_Soal untuk Dikerjakan:_
**A.** Menurut renungan ini, perjalanan seperti apa yang membuat umat Israel mengalami kelelahan?
**B.** Perbarui bagian renungan yang dimulai dengan "Lalu, ada apa" dan berlanjut hingga "tidak terkendali. Marah!". Ganti "kreativitas" dengan "daya cipta".

_Kutipan Terpilih:_
Kamis, 07 Maret 2024

ANUGERAH-NYA PULIHKANKU

Minggu kemarin kita belajar memahami kemarahan. Rupanya, bacaan Alkitab hari ini masih menyisakan kemarahan. Ya, umat Israel marah dan bersungut-sungut, “Mengapa kamu memimpin kami keluar dari Mesir? Supaya kami mati di padang gurun ini? Sebab, di sini tidak ada roti dan tidak ada air, dan akan makanan hambar ini kami telah muak!” (Bilangan 21:5). Kemarahan itu dipicu karena perjalanan berat yang harus ditempuh mereka. Kelelahan dialami oleh umat itu setelah mereka melakukan perjalanan panjang memutar mengelilingi tanah Edom. Perjalanan memutar dan berliku itu dipandang sebagai sesuatu yang mempersulit mereka. Mengapa kalau ada jalan pintas, Allah menyuruh mereka berkeliling. Mereka berpikir bahwa jalan yang berliku, panjang dan berkeliling itu adalah cara Allah mempersulit perjalanan mereka. Bukankah kita juga sering kali marah dan tidak percaya pada kepemimpinan Allah mana kala perjalanan hidup ini terasa terjal dan memutar? Kita melihat kemudahan-kemudahan yang diberikan Allah adalah anugerah dan sebaliknya jalan yang memutar panjang itu adalah hukuman!

 

Lalu, ada apa dengan jalan yang memutar? Sebelum kita berprasangka buruk, mari kita melihat hal-hal positif di balik jalan yang memutar itu. Dilangsir oleh situs Faster Capital, ada beberapa manfaat bila kita mengambil jalan memutar, antara lain: 

 

Peningkatan kreativitas, pada saat Anda mengambil jalan memutar dari yang biasanya, Anda mempunyai kesempatan untuk melihat sesuatu dari sudut pandang yang berbeda. Inilah yang menolong Anda mendapat keterampilan memecahkan masalah. Nalar dan keterampilan Anda tidak hanya itu-itu saja, tetapi sekarang bertambah lagi karena Anda dipaksa untuk berpikir di luar kebiasaan. Namun, seperti umat Israel, kebanyakan dari kita enggan mengambil risiko dan berjalan lebih jauh. Keengganan itulah yang membuahkan penat dan tidak sabar, akibatnya emosi yang tidak terkendali. Marah!

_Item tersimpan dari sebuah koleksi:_
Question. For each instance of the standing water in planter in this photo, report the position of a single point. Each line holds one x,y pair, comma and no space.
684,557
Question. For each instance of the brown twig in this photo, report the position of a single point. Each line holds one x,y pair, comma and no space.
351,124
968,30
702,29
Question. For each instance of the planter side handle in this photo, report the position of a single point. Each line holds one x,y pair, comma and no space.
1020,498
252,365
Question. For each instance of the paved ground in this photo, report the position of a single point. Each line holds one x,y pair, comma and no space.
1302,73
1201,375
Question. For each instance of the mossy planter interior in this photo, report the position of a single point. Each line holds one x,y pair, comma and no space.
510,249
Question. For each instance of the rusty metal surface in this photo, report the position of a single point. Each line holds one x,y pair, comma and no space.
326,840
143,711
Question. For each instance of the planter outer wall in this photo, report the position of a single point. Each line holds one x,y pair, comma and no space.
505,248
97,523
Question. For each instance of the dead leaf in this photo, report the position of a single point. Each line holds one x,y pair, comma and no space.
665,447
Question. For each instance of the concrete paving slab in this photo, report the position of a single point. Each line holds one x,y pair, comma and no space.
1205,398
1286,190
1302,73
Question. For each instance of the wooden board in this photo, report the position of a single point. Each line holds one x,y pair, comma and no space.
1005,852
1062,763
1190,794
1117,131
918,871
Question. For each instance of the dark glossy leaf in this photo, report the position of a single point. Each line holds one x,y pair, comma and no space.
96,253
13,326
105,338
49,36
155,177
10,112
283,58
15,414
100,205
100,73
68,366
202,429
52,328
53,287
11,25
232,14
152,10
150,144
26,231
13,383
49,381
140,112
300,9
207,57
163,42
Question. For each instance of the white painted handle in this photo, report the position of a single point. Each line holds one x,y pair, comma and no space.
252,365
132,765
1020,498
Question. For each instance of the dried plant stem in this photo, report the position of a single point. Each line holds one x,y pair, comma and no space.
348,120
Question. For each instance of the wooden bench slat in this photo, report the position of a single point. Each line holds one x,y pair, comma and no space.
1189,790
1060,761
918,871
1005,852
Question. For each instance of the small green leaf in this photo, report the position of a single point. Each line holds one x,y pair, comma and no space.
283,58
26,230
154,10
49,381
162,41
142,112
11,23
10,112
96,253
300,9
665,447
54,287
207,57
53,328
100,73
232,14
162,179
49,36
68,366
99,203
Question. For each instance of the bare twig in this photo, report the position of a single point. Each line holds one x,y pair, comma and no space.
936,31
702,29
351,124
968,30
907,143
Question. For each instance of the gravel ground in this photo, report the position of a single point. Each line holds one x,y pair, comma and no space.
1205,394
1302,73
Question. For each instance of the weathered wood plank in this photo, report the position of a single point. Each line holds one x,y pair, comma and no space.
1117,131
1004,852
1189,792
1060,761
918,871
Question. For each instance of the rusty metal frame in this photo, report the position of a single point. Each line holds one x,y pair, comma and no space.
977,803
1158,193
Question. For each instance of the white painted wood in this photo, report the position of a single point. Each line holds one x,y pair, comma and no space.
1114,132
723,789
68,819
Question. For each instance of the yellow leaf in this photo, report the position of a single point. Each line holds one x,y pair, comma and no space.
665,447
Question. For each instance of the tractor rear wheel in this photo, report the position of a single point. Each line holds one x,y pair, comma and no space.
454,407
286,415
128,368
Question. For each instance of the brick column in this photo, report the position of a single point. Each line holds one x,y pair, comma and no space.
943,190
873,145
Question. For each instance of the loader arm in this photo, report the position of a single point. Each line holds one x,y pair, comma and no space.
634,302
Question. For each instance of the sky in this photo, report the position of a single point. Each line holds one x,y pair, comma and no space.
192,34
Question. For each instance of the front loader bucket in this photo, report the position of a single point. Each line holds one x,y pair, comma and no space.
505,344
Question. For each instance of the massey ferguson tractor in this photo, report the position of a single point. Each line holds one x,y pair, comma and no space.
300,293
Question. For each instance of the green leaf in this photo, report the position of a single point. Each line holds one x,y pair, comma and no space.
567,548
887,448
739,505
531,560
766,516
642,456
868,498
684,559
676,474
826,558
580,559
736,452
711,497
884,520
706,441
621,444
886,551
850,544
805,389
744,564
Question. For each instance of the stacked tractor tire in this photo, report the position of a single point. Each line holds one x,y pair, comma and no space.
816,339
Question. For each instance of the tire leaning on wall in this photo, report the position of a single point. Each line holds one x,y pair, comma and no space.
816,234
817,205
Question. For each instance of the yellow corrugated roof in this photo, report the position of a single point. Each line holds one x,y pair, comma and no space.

_Jawaban Latihan:_
**A.** Perjalanan panjang memutar mengelilingi tanah Edom.

**B.**
Lalu, ada apa dengan jalan yang memutar? Sebelum kita berprasangka buruk, mari kita melihat hal-hal positif di balik jalan yang memutar itu. Dilangsir oleh situs Faster Capital, ada beberapa manfaat bila kita mengambil jalan memutar, antara lain: 

 

Peningkatan daya cipta, pada saat Anda mengambil jalan memutar dari yang biasanya, Anda mempunyai kesempatan untuk melihat sesuatu dari sudut pandang yang berbeda. Inilah yang menolong Anda mendapat keterampilan memecahkan masalah. Nalar dan keterampilan Anda tidak hanya itu-itu saja, tetapi sekarang bertambah lagi karena Anda dipaksa untuk berpikir di luar kebiasaan. Namun, seperti umat Israel, kebanyakan dari kita enggan mengambil risiko dan berjalan lebih jauh. Keengganan itulah yang membuahkan penat dan tidak sabar, akibatnya emosi yang tidak terkendali. Marah!